** begin Selected passage **

# Siberia is our newest Italian-English moderator



## mkellogg

Hi everybody,

I'm pleased to announce that Siberia is now a moderator of the Italian-English forum.

Siberia, I'm quite happy to have you on the team with us now! 

Mike


----------



## Vanda

Siberia is out of the fridge! (I know, you are tired of that joke, right?)

Welcome to the team!​


----------



## Paulfromitaly

Welcome Sib!
I'm glad you're one of the team!


----------



## TrentinaNE

Congratulazioni, Siberia.  Ti auguro molto successo.  

Elisabetta


----------



## fsabroso

Siberia:

¡ Bienvenida al "otro lado" !


----------



## Siberia

Thanks,
I hadn't seen this thread at all
"quite happy Mike"?  In my area of the world that is a no no!!! LOL
Siberia


----------



## Paulfromitaly

Siberia said:


> Thanks,
> I hadn't seen this thread at all
> "quite happy Mike"?  In my area of the world that is a no no!!! LOL
> Siberia


Rite 
Maybe Mike wanted to say he's _pretty_ happy..


----------



## Gévy

Bienvenida, Siberia! 

Bisous,

Gévy


----------



## samanthalee

The first time I heard of the word "Siberia" was in a DHL television advertisement...

** end Selected passage **
** begin Data supplied **

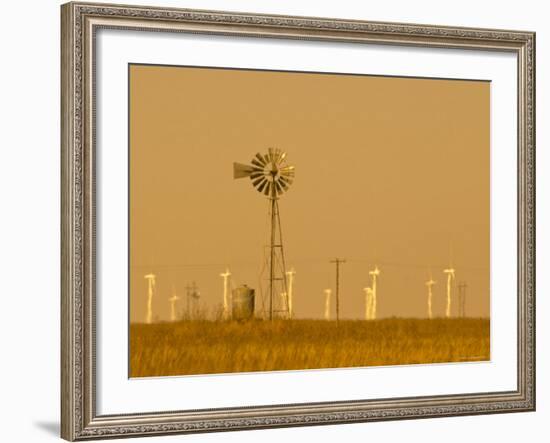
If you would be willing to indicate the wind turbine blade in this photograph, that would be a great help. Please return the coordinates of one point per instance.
(282, 184)
(262, 185)
(287, 170)
(260, 159)
(241, 171)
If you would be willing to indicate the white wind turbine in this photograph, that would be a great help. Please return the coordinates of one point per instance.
(328, 292)
(429, 284)
(290, 280)
(151, 288)
(368, 303)
(450, 277)
(173, 300)
(374, 274)
(225, 275)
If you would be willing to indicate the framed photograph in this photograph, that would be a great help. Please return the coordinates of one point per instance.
(284, 221)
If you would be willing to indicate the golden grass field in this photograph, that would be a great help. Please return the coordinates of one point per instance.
(209, 347)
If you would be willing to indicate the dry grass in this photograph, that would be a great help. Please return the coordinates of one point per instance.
(207, 347)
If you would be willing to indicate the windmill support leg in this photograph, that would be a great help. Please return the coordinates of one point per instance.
(272, 257)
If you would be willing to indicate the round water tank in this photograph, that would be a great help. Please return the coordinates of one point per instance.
(243, 303)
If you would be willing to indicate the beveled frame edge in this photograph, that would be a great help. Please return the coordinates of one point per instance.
(78, 417)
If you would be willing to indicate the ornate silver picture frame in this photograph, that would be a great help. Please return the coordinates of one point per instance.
(80, 419)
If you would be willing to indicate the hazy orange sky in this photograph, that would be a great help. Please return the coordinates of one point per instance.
(389, 171)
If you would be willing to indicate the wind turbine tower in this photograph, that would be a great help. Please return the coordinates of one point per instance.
(173, 300)
(450, 277)
(429, 284)
(150, 292)
(328, 292)
(374, 274)
(290, 282)
(368, 303)
(225, 275)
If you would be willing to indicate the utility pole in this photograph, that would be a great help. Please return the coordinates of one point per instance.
(338, 261)
(192, 293)
(462, 299)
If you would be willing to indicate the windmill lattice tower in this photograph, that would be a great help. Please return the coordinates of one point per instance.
(272, 176)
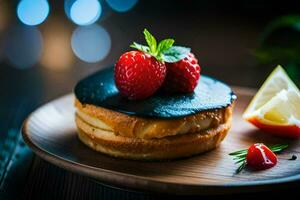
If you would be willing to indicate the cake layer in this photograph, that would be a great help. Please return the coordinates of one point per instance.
(151, 149)
(99, 89)
(148, 128)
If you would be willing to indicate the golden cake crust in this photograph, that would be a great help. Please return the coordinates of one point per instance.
(144, 128)
(170, 147)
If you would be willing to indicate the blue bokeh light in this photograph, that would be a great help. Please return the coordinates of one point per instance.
(33, 12)
(84, 12)
(23, 46)
(121, 5)
(91, 43)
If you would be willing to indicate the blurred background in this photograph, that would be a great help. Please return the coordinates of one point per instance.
(47, 46)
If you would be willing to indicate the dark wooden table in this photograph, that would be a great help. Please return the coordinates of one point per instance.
(221, 35)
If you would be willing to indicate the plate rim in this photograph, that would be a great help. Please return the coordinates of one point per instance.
(134, 182)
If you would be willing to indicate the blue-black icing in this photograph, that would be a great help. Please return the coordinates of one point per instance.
(99, 89)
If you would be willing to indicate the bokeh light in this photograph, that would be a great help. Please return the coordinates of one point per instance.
(33, 12)
(91, 43)
(23, 46)
(83, 12)
(121, 5)
(57, 53)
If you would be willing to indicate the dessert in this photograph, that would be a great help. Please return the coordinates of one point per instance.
(150, 123)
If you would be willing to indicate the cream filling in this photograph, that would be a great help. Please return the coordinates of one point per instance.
(151, 128)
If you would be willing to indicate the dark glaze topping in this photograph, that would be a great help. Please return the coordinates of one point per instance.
(99, 89)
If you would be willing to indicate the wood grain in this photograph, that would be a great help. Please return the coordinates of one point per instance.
(50, 132)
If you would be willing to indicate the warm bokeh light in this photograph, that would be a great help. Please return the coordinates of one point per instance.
(57, 53)
(91, 43)
(121, 5)
(83, 12)
(33, 12)
(23, 46)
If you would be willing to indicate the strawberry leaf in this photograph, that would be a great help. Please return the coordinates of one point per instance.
(165, 45)
(140, 47)
(175, 53)
(151, 41)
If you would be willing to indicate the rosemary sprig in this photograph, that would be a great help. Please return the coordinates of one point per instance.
(240, 156)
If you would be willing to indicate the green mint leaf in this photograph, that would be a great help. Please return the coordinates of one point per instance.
(175, 53)
(140, 47)
(165, 45)
(241, 167)
(151, 41)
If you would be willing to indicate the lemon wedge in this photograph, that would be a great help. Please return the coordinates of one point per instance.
(276, 106)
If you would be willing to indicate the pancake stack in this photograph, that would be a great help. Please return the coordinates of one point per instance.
(159, 128)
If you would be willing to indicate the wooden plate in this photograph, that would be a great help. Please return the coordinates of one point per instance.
(51, 133)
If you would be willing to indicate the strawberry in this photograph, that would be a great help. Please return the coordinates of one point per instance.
(139, 74)
(260, 157)
(182, 76)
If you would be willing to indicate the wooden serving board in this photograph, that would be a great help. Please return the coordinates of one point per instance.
(51, 133)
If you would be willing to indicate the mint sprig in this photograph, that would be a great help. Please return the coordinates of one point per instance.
(164, 51)
(240, 156)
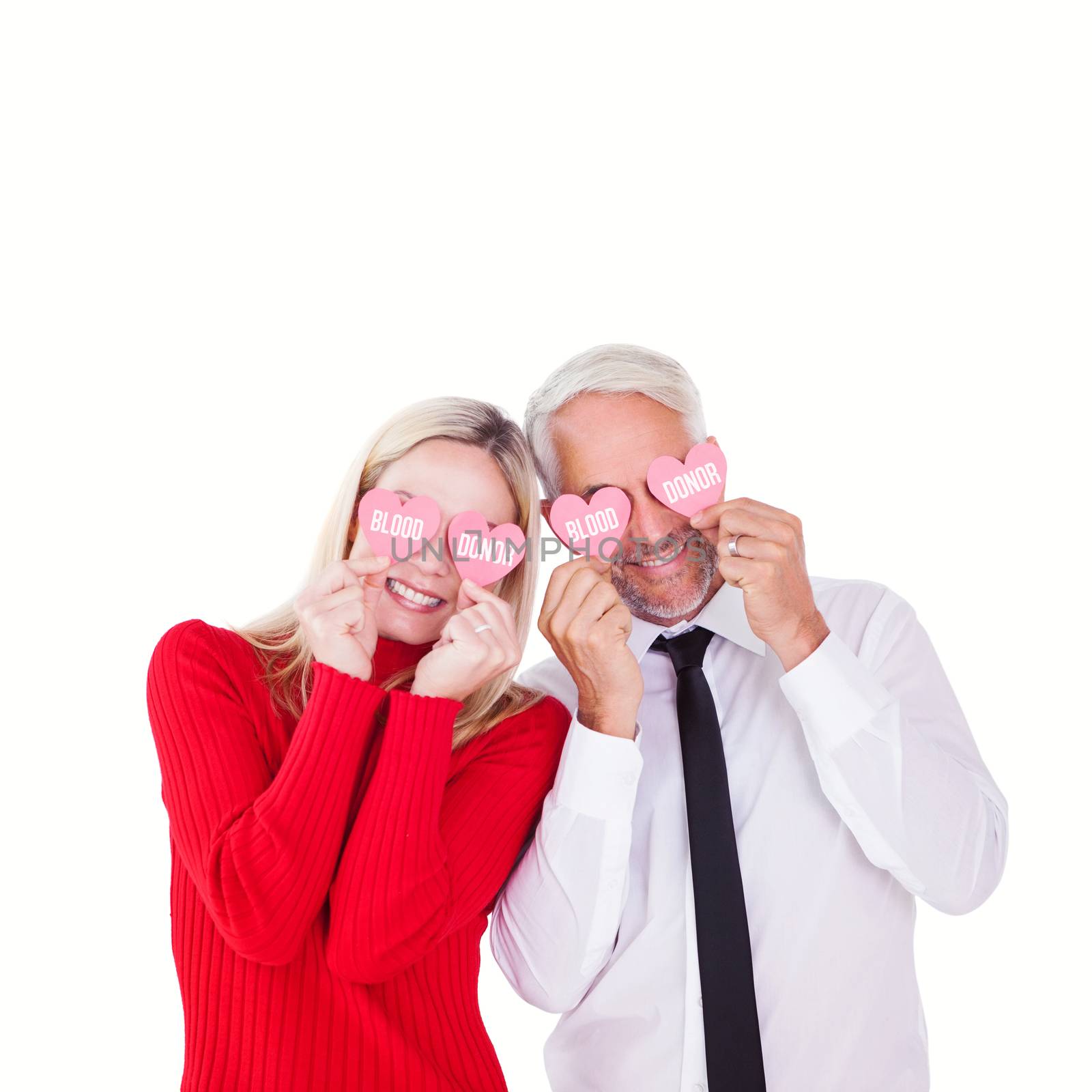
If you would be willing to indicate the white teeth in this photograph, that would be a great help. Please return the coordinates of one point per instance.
(409, 593)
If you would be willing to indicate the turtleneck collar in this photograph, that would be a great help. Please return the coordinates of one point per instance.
(392, 657)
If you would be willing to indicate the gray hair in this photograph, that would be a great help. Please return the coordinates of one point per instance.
(607, 369)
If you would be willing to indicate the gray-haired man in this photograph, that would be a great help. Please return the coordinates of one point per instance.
(764, 771)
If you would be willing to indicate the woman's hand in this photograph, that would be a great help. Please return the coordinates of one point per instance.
(468, 655)
(338, 612)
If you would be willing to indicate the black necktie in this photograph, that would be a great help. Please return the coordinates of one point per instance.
(733, 1046)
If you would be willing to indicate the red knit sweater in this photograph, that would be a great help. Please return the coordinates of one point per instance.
(331, 877)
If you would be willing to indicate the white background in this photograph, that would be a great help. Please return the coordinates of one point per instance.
(235, 236)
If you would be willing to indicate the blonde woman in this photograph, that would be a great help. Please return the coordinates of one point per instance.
(349, 781)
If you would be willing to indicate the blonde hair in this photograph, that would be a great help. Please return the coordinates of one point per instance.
(276, 637)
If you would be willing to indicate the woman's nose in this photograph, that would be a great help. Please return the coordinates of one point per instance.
(434, 556)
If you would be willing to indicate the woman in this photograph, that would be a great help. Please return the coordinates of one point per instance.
(349, 782)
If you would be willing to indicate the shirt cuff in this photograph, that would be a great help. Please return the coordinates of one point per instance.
(833, 693)
(598, 773)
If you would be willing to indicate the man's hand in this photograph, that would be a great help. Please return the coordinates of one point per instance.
(771, 573)
(588, 625)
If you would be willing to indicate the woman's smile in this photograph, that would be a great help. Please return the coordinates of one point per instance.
(412, 598)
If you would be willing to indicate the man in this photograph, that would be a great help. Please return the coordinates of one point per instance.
(764, 771)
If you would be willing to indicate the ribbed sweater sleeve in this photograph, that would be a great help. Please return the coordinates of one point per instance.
(426, 855)
(261, 850)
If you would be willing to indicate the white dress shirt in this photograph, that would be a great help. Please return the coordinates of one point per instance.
(855, 786)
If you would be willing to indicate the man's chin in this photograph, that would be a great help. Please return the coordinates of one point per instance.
(663, 599)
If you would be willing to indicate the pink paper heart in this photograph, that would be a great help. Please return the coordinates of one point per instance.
(584, 526)
(483, 555)
(686, 489)
(396, 529)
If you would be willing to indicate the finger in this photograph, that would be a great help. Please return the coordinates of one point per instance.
(345, 618)
(560, 578)
(581, 586)
(367, 566)
(709, 517)
(502, 611)
(742, 522)
(360, 545)
(341, 575)
(598, 602)
(751, 549)
(463, 600)
(743, 573)
(618, 616)
(322, 604)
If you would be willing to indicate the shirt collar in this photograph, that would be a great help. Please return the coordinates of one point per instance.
(724, 615)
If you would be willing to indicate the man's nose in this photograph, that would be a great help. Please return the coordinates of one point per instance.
(649, 522)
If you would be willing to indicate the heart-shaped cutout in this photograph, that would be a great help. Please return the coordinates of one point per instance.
(480, 554)
(393, 528)
(686, 489)
(584, 526)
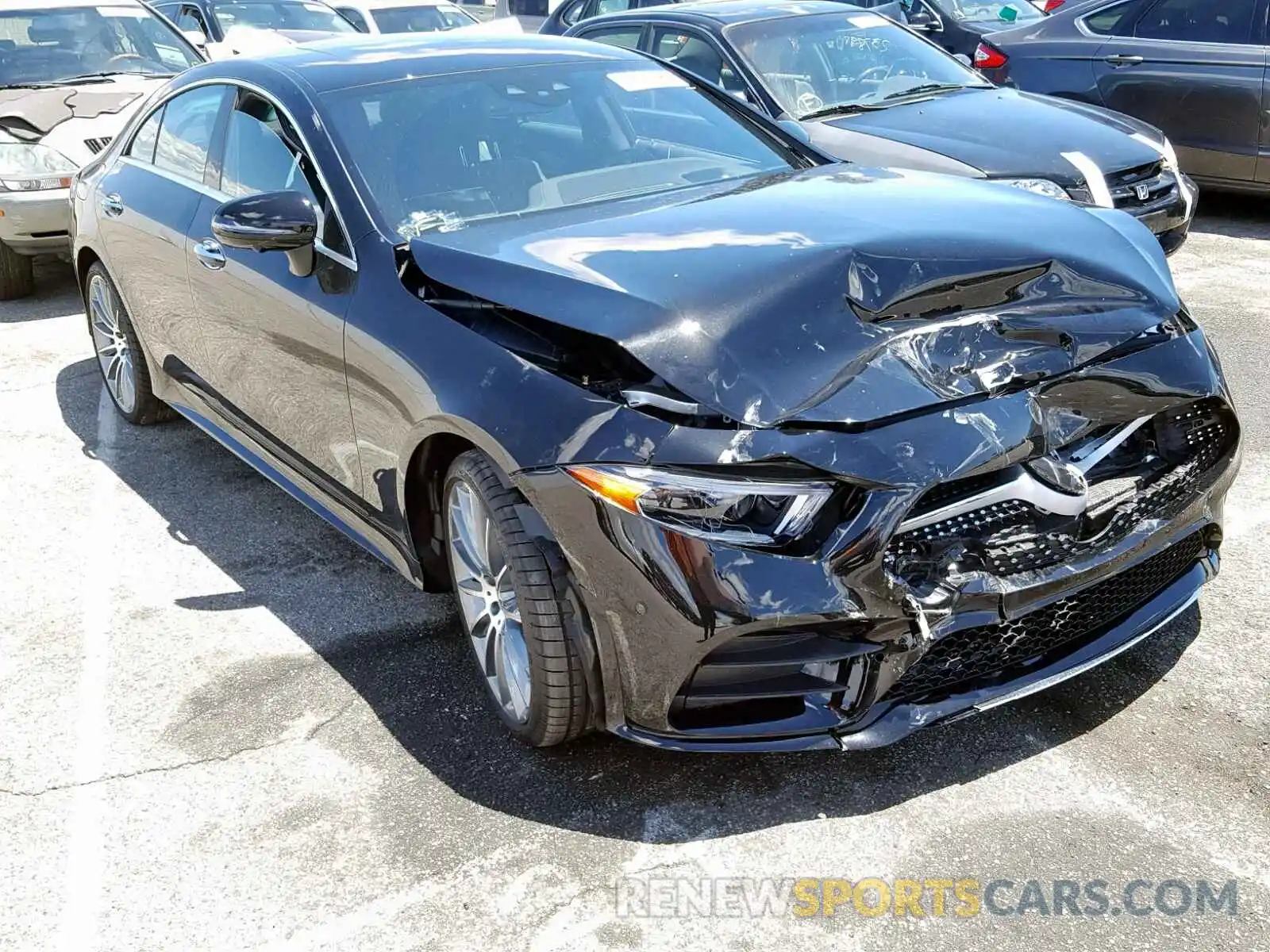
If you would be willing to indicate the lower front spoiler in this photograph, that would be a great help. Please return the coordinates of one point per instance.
(899, 721)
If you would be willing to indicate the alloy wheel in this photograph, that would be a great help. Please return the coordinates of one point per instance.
(487, 600)
(112, 347)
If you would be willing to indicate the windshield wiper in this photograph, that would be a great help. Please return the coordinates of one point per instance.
(841, 109)
(933, 88)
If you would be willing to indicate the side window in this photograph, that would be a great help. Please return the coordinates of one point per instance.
(264, 154)
(696, 55)
(187, 132)
(143, 146)
(573, 13)
(626, 36)
(1198, 21)
(1111, 22)
(353, 17)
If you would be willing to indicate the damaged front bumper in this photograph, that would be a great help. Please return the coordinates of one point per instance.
(704, 647)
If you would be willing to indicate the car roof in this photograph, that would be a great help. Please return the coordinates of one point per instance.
(364, 59)
(728, 12)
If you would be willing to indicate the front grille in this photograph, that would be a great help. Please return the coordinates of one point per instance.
(988, 651)
(1157, 474)
(1160, 188)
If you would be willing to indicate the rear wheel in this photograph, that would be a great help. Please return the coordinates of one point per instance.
(17, 274)
(511, 611)
(118, 352)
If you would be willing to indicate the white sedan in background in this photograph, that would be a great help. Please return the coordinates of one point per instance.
(404, 16)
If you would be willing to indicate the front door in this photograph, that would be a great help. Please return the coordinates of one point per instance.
(1194, 69)
(277, 340)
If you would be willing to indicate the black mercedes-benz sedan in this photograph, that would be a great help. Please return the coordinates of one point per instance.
(868, 90)
(719, 444)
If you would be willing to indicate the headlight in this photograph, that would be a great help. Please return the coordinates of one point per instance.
(29, 167)
(734, 509)
(1041, 187)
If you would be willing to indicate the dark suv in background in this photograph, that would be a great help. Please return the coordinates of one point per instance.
(1195, 69)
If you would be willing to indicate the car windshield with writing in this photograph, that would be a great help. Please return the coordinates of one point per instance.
(446, 152)
(842, 63)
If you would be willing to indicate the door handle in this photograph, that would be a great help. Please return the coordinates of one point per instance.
(210, 255)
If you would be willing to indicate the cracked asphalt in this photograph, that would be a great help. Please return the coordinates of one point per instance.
(224, 727)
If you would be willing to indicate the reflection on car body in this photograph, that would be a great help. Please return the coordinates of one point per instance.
(696, 479)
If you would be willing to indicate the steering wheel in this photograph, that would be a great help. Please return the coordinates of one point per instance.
(118, 60)
(899, 67)
(808, 103)
(880, 73)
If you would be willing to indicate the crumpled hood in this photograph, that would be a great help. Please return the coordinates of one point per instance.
(832, 295)
(29, 114)
(67, 118)
(982, 130)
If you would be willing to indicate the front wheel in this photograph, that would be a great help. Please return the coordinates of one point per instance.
(511, 611)
(118, 352)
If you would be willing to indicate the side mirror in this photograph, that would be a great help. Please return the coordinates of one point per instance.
(272, 221)
(925, 22)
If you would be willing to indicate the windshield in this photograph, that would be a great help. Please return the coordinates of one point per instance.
(421, 19)
(54, 46)
(442, 152)
(281, 14)
(979, 12)
(844, 60)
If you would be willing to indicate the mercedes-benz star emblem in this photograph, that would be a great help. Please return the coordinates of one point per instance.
(1058, 475)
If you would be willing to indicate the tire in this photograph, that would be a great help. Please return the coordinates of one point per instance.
(17, 274)
(118, 351)
(558, 706)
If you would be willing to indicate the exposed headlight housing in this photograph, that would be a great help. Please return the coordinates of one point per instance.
(1041, 187)
(734, 511)
(31, 167)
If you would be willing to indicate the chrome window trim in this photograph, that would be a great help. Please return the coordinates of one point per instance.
(347, 260)
(1108, 37)
(1026, 488)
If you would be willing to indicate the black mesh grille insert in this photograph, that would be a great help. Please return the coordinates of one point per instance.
(987, 651)
(1153, 475)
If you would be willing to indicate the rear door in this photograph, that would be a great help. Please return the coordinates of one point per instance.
(275, 359)
(145, 206)
(1195, 69)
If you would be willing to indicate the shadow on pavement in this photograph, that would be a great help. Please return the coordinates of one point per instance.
(56, 295)
(417, 678)
(1232, 215)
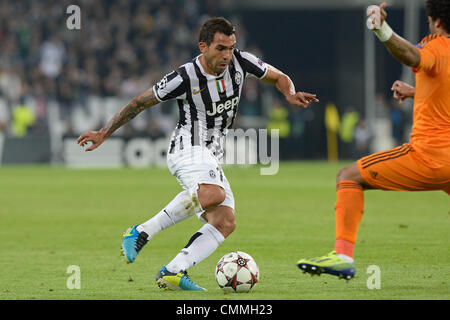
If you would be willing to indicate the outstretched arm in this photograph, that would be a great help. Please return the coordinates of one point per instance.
(285, 85)
(400, 48)
(125, 114)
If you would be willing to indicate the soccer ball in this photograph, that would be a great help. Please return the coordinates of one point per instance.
(237, 271)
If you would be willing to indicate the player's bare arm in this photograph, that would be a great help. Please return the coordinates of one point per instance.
(125, 114)
(400, 48)
(285, 85)
(402, 91)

** end Data supplied **

| Requests |
• 1. Rewrite the stretch of the moderator announcement thread from "Siberia is out" through "of the team!", putting "crew" in place of "team".
• 2. Write the next part of the forum thread about Siberia becoming a moderator, picking up where it stops.

| Expected answers |
• 1.
Siberia is out of the fridge! (I know, you are tired of that joke, right?)

Welcome to the crew!​


----------



## Paulfromitaly

Welcome Sib!
I'm glad you're one of the crew!

• 2.
Welcome to the team.


----------



## GavinW

Congrats! You'll be an asset to what is already a great team.


----------



## sam1978

Congratulations, Siberia!!


----------



## LV4-26

Congratulations, Siberia.
I like this name. It reminds me of Yes (the group).


----------



## Flaminius

Warm welcomes to you, Siberia!


----------



## Siberia

LV4-26 said:


> Congratulations, Siberia.
> I like this name. It reminds me of Yes (the group).




A very , very good guess!!
Thanks
Siberia


----------



## ILT

Welcome on  board Siberia!

ILT


----------



## pyan

Welcome, Siberia.

I'm *very* happy to see you on board.


----------



## Angel.Aura

Tante congratulazioni, Siberia!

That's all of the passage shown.